PROVIDED MATERIAL -

====================

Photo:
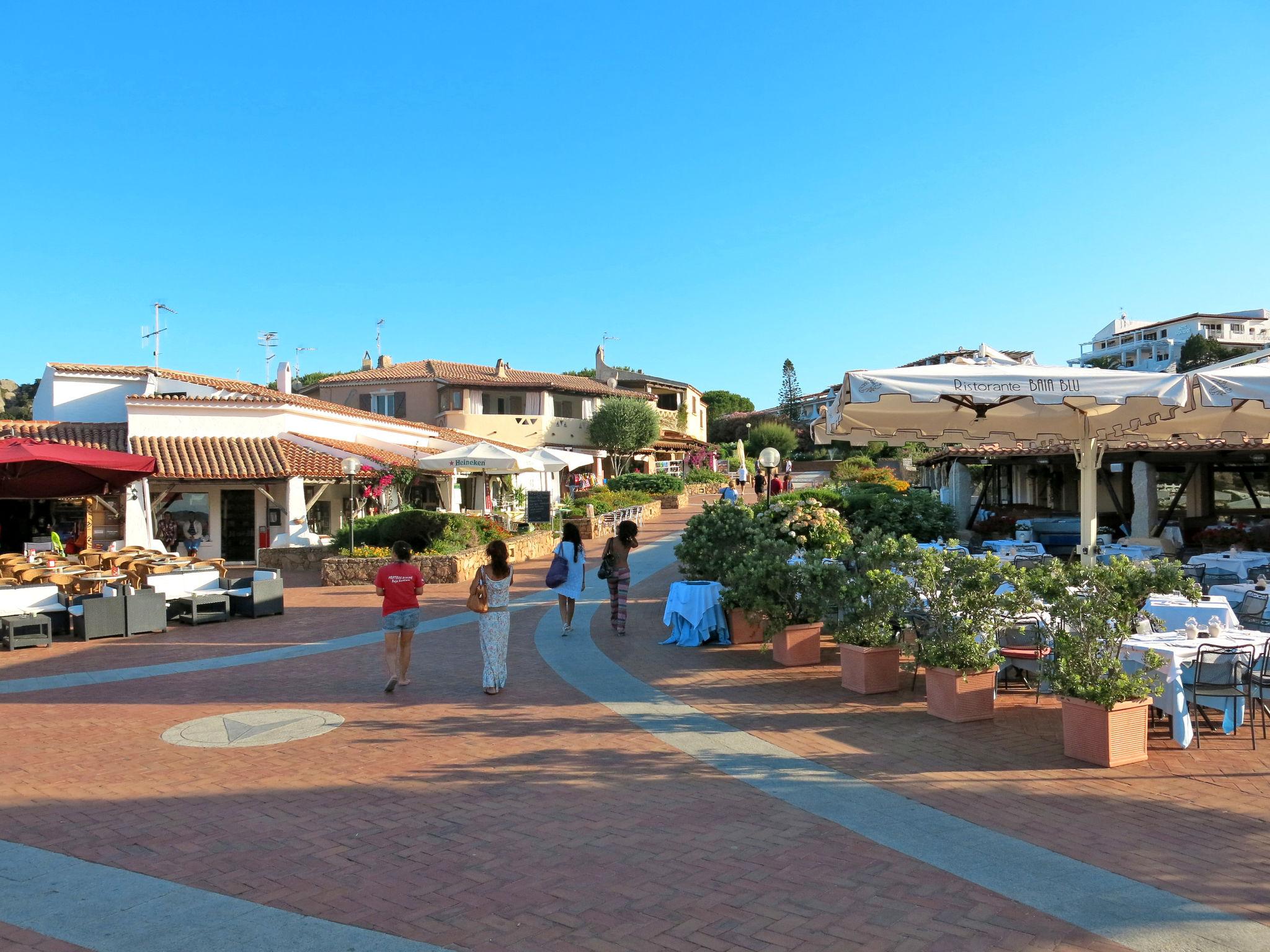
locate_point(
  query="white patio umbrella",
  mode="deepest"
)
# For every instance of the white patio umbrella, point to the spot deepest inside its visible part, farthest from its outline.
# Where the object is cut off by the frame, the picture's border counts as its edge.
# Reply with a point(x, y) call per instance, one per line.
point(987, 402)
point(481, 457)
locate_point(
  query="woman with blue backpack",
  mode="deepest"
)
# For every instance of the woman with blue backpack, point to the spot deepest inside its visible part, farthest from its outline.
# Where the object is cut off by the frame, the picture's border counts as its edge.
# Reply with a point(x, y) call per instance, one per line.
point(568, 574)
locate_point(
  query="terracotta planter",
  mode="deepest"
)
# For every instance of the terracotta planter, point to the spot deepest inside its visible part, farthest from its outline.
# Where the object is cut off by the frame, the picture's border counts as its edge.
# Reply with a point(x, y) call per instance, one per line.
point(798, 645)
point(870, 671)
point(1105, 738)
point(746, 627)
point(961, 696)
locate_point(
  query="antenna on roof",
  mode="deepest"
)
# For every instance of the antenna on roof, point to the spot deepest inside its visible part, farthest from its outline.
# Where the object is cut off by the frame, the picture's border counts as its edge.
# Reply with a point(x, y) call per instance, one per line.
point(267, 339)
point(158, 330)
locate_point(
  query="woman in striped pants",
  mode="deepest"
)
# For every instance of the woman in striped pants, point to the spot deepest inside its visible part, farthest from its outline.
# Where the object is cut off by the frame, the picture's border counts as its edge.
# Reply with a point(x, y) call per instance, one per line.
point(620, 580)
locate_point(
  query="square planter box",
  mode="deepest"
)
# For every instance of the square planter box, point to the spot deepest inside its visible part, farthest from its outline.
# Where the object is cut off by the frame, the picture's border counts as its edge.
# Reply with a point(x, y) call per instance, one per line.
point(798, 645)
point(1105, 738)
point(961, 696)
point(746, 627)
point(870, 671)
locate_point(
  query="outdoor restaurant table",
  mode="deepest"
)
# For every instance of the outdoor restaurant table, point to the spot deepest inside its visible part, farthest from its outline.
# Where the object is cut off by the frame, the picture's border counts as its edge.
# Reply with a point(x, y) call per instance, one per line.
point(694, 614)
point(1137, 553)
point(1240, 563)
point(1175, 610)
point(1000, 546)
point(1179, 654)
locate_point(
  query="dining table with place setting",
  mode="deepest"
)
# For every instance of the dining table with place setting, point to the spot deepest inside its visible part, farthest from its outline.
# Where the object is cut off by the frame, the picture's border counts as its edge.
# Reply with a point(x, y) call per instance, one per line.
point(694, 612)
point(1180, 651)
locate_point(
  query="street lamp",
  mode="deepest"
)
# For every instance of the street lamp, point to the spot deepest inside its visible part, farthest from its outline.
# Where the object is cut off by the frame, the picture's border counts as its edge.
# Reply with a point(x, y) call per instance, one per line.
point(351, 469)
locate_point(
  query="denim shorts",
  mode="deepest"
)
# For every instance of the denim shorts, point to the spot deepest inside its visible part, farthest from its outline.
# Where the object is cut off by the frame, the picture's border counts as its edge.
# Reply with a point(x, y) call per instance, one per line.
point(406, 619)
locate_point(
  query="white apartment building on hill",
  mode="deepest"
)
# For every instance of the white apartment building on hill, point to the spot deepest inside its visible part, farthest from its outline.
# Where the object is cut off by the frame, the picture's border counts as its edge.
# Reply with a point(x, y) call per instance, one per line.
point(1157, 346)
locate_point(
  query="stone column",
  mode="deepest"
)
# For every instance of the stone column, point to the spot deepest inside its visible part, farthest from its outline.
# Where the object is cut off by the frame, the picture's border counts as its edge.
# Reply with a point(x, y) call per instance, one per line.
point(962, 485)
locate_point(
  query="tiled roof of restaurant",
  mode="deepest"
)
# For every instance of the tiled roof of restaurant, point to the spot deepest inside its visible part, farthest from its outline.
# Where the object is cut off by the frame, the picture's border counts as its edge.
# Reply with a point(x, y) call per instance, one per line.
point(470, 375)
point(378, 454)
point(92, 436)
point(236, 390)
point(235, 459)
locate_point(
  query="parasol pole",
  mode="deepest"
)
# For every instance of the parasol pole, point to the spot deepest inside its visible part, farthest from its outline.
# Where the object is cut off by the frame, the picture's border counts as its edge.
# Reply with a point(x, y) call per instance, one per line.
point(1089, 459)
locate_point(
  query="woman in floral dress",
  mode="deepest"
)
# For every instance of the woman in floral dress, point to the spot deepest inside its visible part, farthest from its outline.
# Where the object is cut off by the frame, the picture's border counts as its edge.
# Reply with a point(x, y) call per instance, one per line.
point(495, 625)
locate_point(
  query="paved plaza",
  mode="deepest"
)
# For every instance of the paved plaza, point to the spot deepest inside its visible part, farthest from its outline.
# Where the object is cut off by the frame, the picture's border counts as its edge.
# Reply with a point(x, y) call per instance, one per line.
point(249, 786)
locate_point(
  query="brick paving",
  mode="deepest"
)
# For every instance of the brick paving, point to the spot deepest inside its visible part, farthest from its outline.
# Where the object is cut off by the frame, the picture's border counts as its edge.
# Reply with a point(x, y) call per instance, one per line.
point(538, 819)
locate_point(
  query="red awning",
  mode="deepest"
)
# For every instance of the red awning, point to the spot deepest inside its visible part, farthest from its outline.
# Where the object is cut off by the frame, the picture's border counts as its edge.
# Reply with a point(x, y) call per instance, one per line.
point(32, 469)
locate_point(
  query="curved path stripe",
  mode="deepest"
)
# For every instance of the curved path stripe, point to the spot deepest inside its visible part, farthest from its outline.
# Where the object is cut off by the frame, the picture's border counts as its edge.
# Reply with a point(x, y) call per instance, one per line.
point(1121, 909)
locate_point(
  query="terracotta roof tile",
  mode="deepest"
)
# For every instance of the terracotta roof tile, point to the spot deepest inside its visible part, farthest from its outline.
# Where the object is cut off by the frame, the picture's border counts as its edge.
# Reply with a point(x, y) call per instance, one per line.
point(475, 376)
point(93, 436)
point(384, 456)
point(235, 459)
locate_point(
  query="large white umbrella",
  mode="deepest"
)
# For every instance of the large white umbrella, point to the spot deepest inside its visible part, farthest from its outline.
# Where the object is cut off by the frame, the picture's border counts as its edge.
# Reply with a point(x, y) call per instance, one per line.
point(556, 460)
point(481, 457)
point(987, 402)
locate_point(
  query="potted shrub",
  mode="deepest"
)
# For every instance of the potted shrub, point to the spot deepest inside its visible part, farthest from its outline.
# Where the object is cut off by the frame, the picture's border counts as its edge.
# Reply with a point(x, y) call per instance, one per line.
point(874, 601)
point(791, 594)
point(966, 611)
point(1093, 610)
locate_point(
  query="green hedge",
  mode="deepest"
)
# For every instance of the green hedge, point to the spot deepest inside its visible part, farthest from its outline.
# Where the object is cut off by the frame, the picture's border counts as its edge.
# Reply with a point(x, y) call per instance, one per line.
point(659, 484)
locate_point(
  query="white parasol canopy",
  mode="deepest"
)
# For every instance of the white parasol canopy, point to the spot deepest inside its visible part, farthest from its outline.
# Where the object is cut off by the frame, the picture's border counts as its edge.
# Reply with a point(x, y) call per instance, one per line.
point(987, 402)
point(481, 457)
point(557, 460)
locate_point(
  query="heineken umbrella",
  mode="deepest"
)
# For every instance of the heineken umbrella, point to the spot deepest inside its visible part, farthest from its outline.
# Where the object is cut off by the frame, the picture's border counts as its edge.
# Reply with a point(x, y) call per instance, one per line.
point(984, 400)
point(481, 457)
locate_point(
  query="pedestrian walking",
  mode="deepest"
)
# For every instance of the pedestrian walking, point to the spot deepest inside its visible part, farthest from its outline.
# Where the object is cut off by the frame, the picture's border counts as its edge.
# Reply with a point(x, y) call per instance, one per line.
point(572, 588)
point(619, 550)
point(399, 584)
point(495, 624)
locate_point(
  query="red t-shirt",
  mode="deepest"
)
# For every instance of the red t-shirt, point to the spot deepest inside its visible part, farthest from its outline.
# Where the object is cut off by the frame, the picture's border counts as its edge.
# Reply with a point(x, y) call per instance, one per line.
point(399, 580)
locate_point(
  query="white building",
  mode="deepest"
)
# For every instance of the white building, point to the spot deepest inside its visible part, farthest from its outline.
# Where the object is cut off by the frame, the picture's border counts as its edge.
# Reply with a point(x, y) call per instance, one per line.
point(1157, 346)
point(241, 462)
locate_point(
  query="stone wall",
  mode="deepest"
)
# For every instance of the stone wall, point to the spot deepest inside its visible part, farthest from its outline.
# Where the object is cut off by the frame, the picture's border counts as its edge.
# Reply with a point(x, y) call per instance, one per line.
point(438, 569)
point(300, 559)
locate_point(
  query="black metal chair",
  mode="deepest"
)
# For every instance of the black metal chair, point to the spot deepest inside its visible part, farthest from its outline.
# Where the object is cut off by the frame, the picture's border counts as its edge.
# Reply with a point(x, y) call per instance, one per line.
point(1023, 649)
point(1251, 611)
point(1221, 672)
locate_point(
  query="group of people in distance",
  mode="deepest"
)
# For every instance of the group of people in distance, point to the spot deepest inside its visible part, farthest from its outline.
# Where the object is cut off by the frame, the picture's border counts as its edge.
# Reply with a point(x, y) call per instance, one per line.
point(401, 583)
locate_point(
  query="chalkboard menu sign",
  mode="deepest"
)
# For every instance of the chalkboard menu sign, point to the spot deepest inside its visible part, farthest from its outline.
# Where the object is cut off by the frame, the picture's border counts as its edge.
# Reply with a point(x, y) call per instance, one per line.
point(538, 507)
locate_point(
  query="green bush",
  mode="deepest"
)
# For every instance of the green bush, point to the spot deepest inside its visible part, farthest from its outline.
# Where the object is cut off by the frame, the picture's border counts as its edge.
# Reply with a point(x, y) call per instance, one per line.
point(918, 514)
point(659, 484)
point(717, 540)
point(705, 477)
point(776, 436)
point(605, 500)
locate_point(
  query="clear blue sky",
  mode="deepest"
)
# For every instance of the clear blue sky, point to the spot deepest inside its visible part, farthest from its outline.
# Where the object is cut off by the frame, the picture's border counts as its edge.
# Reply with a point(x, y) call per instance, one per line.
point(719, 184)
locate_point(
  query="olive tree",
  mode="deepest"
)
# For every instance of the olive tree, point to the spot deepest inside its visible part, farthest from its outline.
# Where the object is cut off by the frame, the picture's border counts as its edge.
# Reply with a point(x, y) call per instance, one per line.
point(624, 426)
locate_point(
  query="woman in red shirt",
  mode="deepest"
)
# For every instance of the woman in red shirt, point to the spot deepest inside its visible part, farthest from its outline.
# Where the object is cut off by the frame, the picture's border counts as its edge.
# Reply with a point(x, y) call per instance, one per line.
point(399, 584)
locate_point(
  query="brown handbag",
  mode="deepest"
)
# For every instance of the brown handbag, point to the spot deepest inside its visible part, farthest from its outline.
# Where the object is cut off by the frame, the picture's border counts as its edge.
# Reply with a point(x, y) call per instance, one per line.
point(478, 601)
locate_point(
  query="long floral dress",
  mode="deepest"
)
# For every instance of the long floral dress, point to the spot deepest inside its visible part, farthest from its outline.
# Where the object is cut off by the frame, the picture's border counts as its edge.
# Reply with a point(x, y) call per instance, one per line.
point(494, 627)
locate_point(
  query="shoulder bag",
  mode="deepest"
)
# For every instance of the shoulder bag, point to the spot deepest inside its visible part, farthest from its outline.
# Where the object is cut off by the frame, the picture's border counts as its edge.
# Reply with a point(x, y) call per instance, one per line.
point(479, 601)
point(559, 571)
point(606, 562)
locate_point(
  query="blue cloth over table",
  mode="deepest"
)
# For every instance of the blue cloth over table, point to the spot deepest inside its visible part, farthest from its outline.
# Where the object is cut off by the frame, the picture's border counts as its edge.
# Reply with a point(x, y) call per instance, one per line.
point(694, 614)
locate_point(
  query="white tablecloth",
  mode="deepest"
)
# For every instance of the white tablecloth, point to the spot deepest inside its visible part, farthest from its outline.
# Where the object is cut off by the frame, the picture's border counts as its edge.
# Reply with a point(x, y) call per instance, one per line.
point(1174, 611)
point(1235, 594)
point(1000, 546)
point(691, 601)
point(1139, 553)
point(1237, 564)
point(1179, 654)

====================

EXERCISE OBJECTIVE - The reply should hold the lines from the top of the records through the line containing "# For every instance of the antenna", reproduced exactly, and no pictures.

PROBLEM SOLUTION -
Photo:
locate_point(
  query="white patio umbrella",
  mode="deepest"
)
# For every instance of the white patio umbrella, point to the spot deepest inside its visible part, farthest from its outline.
# Where the object is cut off by the frame, the picture's border counts as its edge.
# Reply with a point(x, y) call per instance, one per line.
point(987, 402)
point(481, 457)
locate_point(
  query="woman with blue backpack",
  mode="deepest"
)
# For every instance of the woman with blue backpack, point to the spot deepest inside its visible part, farthest from its outline.
# Where the object is cut off by the frame, the picture's border counts as its edge.
# Reply with a point(x, y) call per instance, one per line.
point(568, 574)
locate_point(
  query="terracotta planter",
  mode="deepest"
)
# For every instance of the terracotta planter, point to the spot deepest inside its visible part, farthest from its outline.
# Where the object is cut off by the frame, the picture's border counts as its edge.
# Reply with a point(x, y) call per instance, one per line.
point(798, 645)
point(870, 671)
point(1105, 738)
point(746, 627)
point(961, 696)
locate_point(
  query="antenna on roof",
  mode="deepest"
)
# For every instance of the antenna on roof, point to the spot deepest inside its visible part, farthest from its outline.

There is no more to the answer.